• _GIVEN RECORDS_:
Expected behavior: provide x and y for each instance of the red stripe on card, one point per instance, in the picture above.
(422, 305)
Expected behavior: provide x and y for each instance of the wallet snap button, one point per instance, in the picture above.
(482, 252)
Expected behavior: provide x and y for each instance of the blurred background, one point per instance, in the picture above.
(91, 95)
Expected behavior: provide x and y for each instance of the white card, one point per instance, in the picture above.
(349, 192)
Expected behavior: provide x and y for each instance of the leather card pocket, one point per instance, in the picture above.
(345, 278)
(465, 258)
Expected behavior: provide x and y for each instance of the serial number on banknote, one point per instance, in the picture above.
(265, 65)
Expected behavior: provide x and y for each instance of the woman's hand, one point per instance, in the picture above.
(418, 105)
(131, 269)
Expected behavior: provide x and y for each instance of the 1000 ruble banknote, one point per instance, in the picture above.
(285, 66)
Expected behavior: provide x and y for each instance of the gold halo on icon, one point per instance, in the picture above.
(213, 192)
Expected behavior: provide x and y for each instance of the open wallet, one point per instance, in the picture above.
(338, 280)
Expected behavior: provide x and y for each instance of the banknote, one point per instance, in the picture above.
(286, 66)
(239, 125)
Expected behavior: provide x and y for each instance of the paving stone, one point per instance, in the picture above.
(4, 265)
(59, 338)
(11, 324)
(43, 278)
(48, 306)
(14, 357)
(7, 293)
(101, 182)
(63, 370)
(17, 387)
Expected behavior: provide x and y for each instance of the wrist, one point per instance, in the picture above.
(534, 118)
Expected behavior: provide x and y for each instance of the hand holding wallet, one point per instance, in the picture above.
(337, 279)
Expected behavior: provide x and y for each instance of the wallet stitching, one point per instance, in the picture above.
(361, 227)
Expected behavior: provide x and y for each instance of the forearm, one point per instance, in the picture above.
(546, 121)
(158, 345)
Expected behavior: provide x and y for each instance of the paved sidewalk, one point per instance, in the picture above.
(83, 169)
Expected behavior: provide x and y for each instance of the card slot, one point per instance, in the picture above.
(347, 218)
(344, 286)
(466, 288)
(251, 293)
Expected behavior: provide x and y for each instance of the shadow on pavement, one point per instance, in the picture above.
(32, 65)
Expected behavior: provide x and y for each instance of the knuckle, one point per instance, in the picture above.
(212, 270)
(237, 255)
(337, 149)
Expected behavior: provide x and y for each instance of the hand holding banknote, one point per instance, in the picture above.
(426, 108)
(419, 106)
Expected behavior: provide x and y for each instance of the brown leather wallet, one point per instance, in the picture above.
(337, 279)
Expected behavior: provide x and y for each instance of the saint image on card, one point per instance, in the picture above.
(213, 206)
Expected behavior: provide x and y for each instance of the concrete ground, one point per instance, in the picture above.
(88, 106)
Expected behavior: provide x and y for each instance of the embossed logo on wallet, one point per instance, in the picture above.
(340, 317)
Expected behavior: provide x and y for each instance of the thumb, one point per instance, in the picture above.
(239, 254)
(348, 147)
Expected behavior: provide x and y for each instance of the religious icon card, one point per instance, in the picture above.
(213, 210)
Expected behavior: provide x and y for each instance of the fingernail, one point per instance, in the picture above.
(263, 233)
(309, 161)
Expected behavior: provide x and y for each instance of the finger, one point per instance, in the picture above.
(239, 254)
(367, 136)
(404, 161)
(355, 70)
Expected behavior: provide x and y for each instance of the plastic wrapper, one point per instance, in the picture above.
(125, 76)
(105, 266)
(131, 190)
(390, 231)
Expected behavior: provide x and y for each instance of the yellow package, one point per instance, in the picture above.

• _DIRECTIONS FOR THIS TASK_:
Turn all the items above into a numbered list, leaving out any blank lines.

• _THE ANSWER_:
1. Expected behavior: provide x and y for each instance of the red stripe on card, one point per instance, in the picture above.
2. (422, 305)
3. Expected behavior: provide x and y for each instance of the wallet snap button, one point per instance, in the picture above.
4. (482, 252)
5. Expected behavior: provide x and y for each instance of the blurred background, one point per instance, in the picture above.
6. (91, 95)
7. Expected behavior: provide x and y for each instance of the white card, one point per instance, in the picture above.
8. (349, 192)
9. Expected behavior: provide x and y for each instance of the leather card pocket, one point per instance, in the picture above.
10. (345, 278)
11. (465, 258)
12. Expected behavior: provide x and y for each instance of the serial number on banknote, one point per instance, in the picture above.
13. (265, 65)
14. Expected behavior: provide x and y for each instance of the woman's hand, one point per instance, in the picture above.
15. (418, 105)
16. (131, 269)
17. Expected behavior: provide x and y for each instance of the 1000 ruble banknote, one point per instance, in the picture above.
18. (285, 66)
19. Expected behavior: provide x and y for each instance of the gold halo on icon, one point per instance, in the picture above.
20. (213, 192)
21. Expected behavior: provide x and y for each instance of the open wallet, one point per instance, in the picture above.
22. (338, 280)
23. Expected behavior: provide x and y for each instance of the banknote, one point per instance, in the picture above.
24. (286, 66)
25. (239, 125)
26. Expected behavior: provide x and y for each instance of the paving stone, one point per instance, in the picture above.
27. (4, 265)
28. (59, 338)
29. (11, 324)
30. (43, 278)
31. (48, 306)
32. (14, 357)
33. (7, 293)
34. (101, 182)
35. (63, 370)
36. (17, 387)
37. Expected behavior: provide x and y for each instance of the wrist, one point per instance, in the picture above.
38. (534, 118)
39. Expected behavior: provide x and y for each instance of the hand holding wallet, one point per instance, in the picture above.
40. (337, 279)
41. Expected behavior: provide x and y for each instance of the wallet stitching, one point per instance, in the picture above.
42. (361, 227)
43. Expected behavior: provide x and y for each instance of the forearm, one point per instance, in the picture above.
44. (546, 121)
45. (158, 345)
46. Expected behavior: provide x and y for each instance of the paved sidewalk, one point per instance, in the picture above.
47. (83, 169)
48. Expected behavior: provide x and y for each instance of the card slot, one point per instance, in the picture above.
49. (347, 218)
50. (344, 286)
51. (466, 288)
52. (251, 293)
53. Expected behavior: provide x and y for each instance of the shadow on pavement, one point per instance, in the picture above.
54. (32, 65)
55. Expected behavior: provide x and y for each instance of the knuckle, one point per instance, in the picture above.
56. (212, 270)
57. (237, 255)
58. (337, 149)
59. Expected behavior: provide x and y for each instance of the hand holding banknote, one point per instance, in the picture above.
60. (426, 108)
61. (419, 106)
62. Expected behavior: provide x and y for each instance of the brown leather wallet, one point per instance, in the picture above.
63. (337, 279)
64. Expected behavior: provide x and y for each instance of the saint image on card, one point per instance, in the picture above.
65. (213, 206)
66. Expected behavior: provide x and y for each instance of the concrete ground, one point per instance, in the picture above.
67. (88, 106)
68. Expected behavior: provide x and y for each instance of the embossed logo on wallet, one point per instance, in the picture above.
69. (340, 317)
70. Expected behavior: provide x and y for each instance of the thumb, one point per instance, in the picture above.
71. (239, 254)
72. (348, 147)
73. Expected behavior: provide x and y for each instance of the religious icon card, one point per instance, in the picture above.
74. (213, 210)
75. Expected behavior: provide x and y for each instance of the fingernail, one point per instance, in the picture above.
76. (263, 233)
77. (309, 161)
78. Expected behavior: provide x and y for each instance of the finger, one point per instance, in the picture above.
79. (239, 254)
80. (367, 136)
81. (404, 161)
82. (355, 70)
83. Expected behavior: provide x and y for each instance of the plastic wrapper, one point per instance, in the picture above.
84. (125, 76)
85. (105, 266)
86. (131, 190)
87. (390, 231)
88. Expected behavior: provide x and y for each instance of the yellow package, one point per instance, in the picture above.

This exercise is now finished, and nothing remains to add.